WHAT TO DO —
From the line that contains "like [(120, 244)]." to the final line of the entries, return every line exactly and leave out all others.

Natural-language object grounding data
#####
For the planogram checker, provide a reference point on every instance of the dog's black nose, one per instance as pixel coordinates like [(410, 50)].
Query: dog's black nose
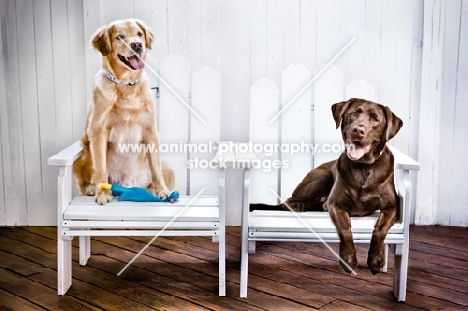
[(360, 130), (136, 46)]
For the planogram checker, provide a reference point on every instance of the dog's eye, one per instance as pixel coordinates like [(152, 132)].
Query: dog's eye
[(374, 118)]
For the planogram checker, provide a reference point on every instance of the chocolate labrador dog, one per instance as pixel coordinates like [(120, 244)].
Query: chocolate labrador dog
[(358, 183)]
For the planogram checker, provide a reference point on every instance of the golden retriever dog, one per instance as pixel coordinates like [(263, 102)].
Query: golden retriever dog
[(121, 111)]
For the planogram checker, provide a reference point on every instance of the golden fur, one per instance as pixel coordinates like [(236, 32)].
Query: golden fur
[(121, 114)]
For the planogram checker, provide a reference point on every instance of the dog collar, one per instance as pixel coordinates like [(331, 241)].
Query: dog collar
[(111, 77)]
#####
EXERCISE SOLUTION —
For the planogram checker, provide a reference point on every instance of the chocolate labrador dog, one per instance as pixel coordinates like [(120, 244)].
Query: chocolate labrador dog
[(358, 183)]
For the planogram checker, provide a reference point on every instance of the golden retriever dog, one per instance as pixel coordinates like [(263, 102)].
Query: golden retriever dog
[(121, 111)]
For the planogram checker, provide a reference point on every instance of the golden fur, one per instance as pixel coordinates like [(236, 32)].
Query: golden fur
[(121, 114)]
For the planogram checker, provide a reference point on every instance of the dog collar, one per instance as pixel coordinates like [(331, 241)].
Query: dog collar
[(111, 77)]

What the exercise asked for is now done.